Transcribe the article on the Roku and YouTube agreement verbatim, everything from "Roku and Google have settled" down to "Tech enterprise, Google.".

Document extract:
....................

The War is Over: Roku and YouTube Set Multi-Year Distribution Renewal For YouTube & YouTube TV
With only one more day to go before new Roku users would be blocked from downloading YouTube or accessing YouTube TV, the standoff between Google and Roku is finally over.
Roku and Google have settled their longtime feud over the apps, reaching a multi-year carriage extension.
Roku said in a statement, “Roku and Google have agreed to a multi-year extension for both YouTube and YouTube TV. This agreement represents a positive development for our shared customers, making both YouTube and YouTube TV available for all streamers on the Roku platform.”
The public dispute began in the spring, when the YouTube TV app was taken down from the Roku Channel Store once Roku’s contract to support the app had ended. Google developed a workaround that entailed integrating YouTube TV functionality into the flagship YouTube app. This was significant for Roku, being that the major streaming provider with 56.4 million active accounts did not have an equal fight against the Big Tech enterprise, Google.

....................

Extracted material:

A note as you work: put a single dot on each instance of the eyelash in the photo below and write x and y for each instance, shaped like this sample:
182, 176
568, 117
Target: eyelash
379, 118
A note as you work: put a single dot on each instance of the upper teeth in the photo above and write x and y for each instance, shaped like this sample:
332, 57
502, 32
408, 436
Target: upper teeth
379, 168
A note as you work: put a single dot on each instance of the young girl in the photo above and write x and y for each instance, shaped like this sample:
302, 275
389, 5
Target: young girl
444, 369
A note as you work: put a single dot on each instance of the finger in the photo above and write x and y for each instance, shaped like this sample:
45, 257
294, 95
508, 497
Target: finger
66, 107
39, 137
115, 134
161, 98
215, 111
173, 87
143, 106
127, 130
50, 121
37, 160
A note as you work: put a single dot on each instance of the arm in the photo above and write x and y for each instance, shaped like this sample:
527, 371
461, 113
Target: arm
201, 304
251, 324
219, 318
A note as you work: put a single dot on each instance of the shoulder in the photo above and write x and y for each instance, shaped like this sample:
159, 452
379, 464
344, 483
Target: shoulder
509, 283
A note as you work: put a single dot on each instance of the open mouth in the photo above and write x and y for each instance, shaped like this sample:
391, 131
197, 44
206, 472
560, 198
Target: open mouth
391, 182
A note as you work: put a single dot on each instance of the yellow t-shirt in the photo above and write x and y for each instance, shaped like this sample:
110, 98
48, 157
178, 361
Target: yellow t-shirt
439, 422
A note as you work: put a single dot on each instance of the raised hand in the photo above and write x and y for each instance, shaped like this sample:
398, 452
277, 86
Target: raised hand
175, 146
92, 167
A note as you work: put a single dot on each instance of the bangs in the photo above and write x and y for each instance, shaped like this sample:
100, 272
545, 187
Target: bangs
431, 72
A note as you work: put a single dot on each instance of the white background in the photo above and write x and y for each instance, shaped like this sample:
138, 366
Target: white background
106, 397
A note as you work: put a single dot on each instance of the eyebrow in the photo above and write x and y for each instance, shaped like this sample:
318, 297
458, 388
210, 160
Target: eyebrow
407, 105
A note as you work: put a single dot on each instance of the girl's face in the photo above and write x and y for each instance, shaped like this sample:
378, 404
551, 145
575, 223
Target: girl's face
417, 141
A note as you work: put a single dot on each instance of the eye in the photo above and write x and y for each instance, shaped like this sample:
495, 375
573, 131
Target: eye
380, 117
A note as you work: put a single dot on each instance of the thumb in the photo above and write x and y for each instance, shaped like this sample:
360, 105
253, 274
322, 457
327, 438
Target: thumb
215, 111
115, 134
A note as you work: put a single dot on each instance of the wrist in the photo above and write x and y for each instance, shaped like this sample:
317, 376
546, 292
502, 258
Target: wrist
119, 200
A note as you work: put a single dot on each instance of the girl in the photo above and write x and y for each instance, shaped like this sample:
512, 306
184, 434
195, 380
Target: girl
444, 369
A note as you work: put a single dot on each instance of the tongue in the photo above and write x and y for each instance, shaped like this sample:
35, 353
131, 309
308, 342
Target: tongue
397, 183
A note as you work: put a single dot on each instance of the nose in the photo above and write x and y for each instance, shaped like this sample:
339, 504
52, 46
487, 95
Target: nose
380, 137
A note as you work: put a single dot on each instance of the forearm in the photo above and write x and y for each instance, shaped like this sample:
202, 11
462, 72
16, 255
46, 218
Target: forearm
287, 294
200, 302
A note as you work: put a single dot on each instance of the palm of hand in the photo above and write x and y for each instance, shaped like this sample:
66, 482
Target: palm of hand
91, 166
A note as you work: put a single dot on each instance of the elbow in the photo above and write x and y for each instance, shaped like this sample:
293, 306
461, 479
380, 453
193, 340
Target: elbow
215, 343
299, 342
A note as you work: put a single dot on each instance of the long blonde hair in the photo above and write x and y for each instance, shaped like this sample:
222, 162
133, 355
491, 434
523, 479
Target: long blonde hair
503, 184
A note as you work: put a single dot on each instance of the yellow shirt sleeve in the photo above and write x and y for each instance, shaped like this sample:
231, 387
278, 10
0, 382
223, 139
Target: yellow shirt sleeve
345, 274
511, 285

....................

Final result:
Roku and Google have settled their longtime feud over the apps, reaching a multi-year carriage extension.
Roku said in a statement, “Roku and Google have agreed to a multi-year extension for both YouTube and YouTube TV. This agreement represents a positive development for our shared customers, making both YouTube and YouTube TV available for all streamers on the Roku platform.”
The public dispute began in the spring, when the YouTube TV app was taken down from the Roku Channel Store once Roku’s contract to support the app had ended. Google developed a workaround that entailed integrating YouTube TV functionality into the flagship YouTube app. This was significant for Roku, being that the major streaming provider with 56.4 million active accounts did not have an equal fight against the Big Tech enterprise, Google.